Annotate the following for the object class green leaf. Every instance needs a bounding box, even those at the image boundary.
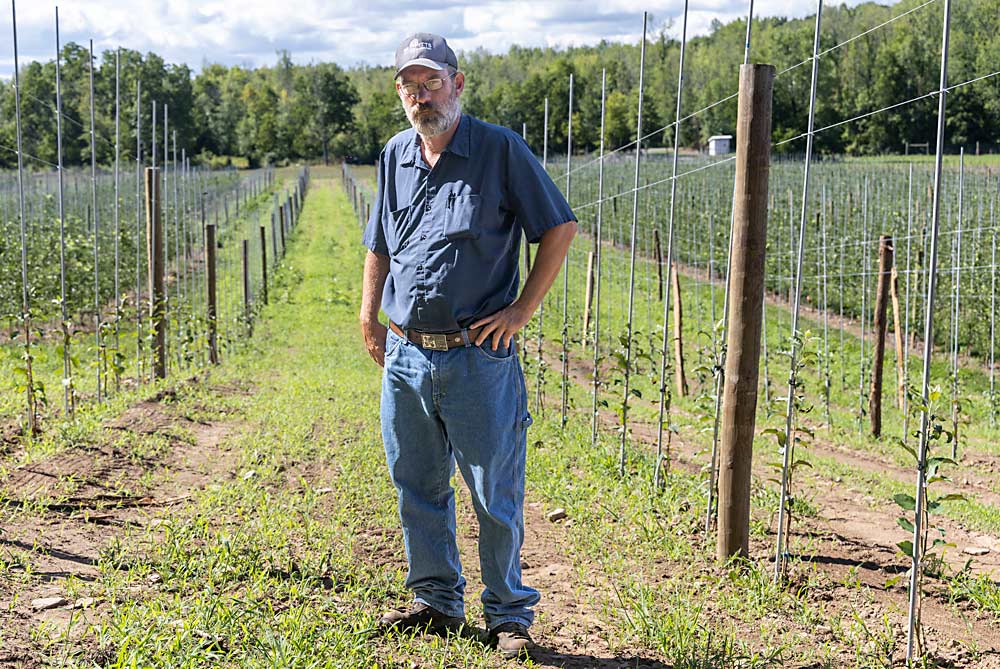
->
[892,493,917,511]
[761,427,787,448]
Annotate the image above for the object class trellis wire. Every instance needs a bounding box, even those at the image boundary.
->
[56,7,73,415]
[561,73,573,427]
[588,69,608,446]
[774,0,823,580]
[648,0,688,487]
[951,147,965,460]
[88,40,104,402]
[10,0,37,434]
[619,9,648,474]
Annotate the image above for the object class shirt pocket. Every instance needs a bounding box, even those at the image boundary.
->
[385,205,410,255]
[444,193,482,240]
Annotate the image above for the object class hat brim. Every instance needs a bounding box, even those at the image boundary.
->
[393,58,448,77]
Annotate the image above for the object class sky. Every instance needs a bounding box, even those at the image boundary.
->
[0,0,897,79]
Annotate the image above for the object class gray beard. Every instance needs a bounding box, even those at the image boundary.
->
[406,96,462,137]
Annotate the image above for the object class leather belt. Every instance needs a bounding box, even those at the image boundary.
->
[389,321,482,351]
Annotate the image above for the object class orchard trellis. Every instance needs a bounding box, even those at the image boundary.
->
[0,2,308,434]
[345,0,1000,662]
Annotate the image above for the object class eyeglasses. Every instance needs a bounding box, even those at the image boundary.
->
[399,72,458,98]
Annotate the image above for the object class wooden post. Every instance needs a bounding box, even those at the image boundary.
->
[670,261,687,397]
[271,211,279,262]
[242,239,253,335]
[653,228,663,302]
[716,65,774,560]
[145,167,167,379]
[580,251,594,351]
[260,225,267,304]
[202,222,219,365]
[868,235,892,437]
[889,263,906,409]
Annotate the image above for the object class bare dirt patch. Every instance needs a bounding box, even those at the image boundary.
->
[0,392,236,667]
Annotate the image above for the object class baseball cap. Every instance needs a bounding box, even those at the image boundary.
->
[393,33,458,77]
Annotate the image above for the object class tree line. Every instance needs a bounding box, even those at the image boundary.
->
[0,0,1000,167]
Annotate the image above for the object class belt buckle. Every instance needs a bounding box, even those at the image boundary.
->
[420,333,448,351]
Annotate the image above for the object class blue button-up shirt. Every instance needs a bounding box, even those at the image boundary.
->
[364,115,576,332]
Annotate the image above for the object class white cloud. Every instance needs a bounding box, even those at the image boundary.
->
[0,0,896,77]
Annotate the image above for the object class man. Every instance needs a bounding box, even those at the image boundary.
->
[361,33,576,657]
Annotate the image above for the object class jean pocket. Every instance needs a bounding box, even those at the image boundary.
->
[385,328,403,358]
[473,337,517,362]
[444,193,481,240]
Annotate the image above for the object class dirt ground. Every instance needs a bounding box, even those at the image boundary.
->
[0,360,1000,669]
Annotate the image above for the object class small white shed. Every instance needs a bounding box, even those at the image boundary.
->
[708,135,733,156]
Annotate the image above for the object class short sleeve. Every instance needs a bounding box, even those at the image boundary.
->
[507,133,576,244]
[361,150,389,256]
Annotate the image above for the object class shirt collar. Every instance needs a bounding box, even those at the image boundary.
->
[400,114,472,167]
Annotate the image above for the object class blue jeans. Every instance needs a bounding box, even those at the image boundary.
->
[381,330,539,628]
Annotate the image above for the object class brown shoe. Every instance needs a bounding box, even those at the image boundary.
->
[488,622,538,659]
[378,602,465,634]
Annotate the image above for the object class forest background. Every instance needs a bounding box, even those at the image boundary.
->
[0,0,1000,168]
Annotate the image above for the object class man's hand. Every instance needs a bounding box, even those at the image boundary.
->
[361,320,389,367]
[470,302,532,351]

________________________

### YOUR INSTRUCTIONS
Copy all of the material above word for word, leaving out the picture.

### WRITTEN ANSWER
Annotate the following for the object class green leaf. Every instance needs a bounding box, even those at the image boundary.
->
[892,493,917,511]
[761,427,787,448]
Annotate the image above for the object class trellis wire. Every instance needs a bounding box, even those at the image boundary.
->
[56,7,73,415]
[561,73,573,427]
[588,69,608,446]
[774,0,823,580]
[648,0,688,487]
[951,147,965,460]
[88,40,104,402]
[10,0,37,434]
[619,9,648,474]
Annotate the image above for the object class shirt pocket. Every instance needs a bounding box, even those at the image boundary.
->
[385,205,410,255]
[444,193,482,240]
Annotate the image above for the object class hat brim. Every instance needs a bounding box, even those at the image boundary.
->
[393,58,448,77]
Annotate the image above for the object class sky. Every instance needs a bounding box, even those at the image boundary.
->
[0,0,897,79]
Annotate the image above for the object class gray beard. Every instance needs a bounding box, even those at the image boundary.
->
[406,96,462,137]
Annotate the image above for the object class leather belt. Every instance needs a bounding box, even those at the image boundary.
->
[389,321,482,351]
Annotate the image above for the object class orchard trellis. Every instance needs a bounding box, even those at the image boundary.
->
[0,2,308,434]
[345,0,1000,662]
Annotate the image above for the object class eyeglasses. Every instance needs a bounding box, even those at the image boundary.
->
[399,72,458,98]
Annotate the image above for the object class wooden post. Every instance needs a bounding box, even those at the image boundary.
->
[670,261,687,397]
[271,211,279,262]
[242,239,253,335]
[653,228,663,302]
[716,65,774,560]
[145,167,167,379]
[580,251,594,351]
[260,225,267,304]
[202,222,219,365]
[868,235,892,437]
[889,263,906,409]
Annotate the image above for the object class bare dirt patch. Every instance needs a bounding box, even those at the image boundary.
->
[0,392,236,667]
Annotate the image above for the object class baseball cap. Every instance needs a bounding box, even those at the image boundary.
->
[393,33,458,77]
Annotate the image above for the object class tree line. Every instance needs a bounding box, even those at the image boundary.
->
[0,0,1000,167]
Annotate the image above for the object class belt buckle. Every instance needs a bounding box, even those at the image boundary.
->
[420,333,448,351]
Annotate the image above for the object class blue button-up shirt. Every instance needs a bounding box, even those at the image boundary.
->
[364,115,576,332]
Annotate the image above for the object class white cloud. Every instance needs a bounding box, even those at the image boundary.
->
[0,0,896,77]
Annotate the image above for the object class man. Every instance needs a bounding box, even those at the image boundary.
->
[361,33,576,657]
Annotate the image above for the object class jean pocket. Every instance needs a bounding box, even those at the image boundary.
->
[385,328,403,358]
[473,337,517,362]
[444,193,481,240]
Annotate the image above for the object class dirt ground. Every instance needs a bounding box, even those at the image boundary.
->
[0,360,1000,669]
Annotate the image above for the object class small white shed. Every instance needs a bounding box, even those at the image boundary.
->
[708,135,733,156]
Annotate the image above for the object class short sleeve. Every instance needs a bounding box, even those at the image boundary.
->
[507,133,576,244]
[361,150,389,256]
Annotate the image above for the object class shirt collar. Every instance needs a bounding box, even those at the image boundary.
->
[400,114,472,167]
Annotate the image above for the object class blue jeans. Every instance needs a bounding box, even those at the image boundary.
->
[381,330,539,628]
Annotate the image above for the object class brown shoe. Every instance needs a bounding box, even those at the image boundary.
->
[488,622,538,659]
[378,602,465,634]
Annotate the image above for the object class forest background. Every instance needs a bounding box, even those at the image boundary.
->
[0,0,1000,168]
Annotate the image above for the object class man's hand. Every instance needs a bounding box, even those at the image boundary.
->
[361,320,389,367]
[470,302,532,351]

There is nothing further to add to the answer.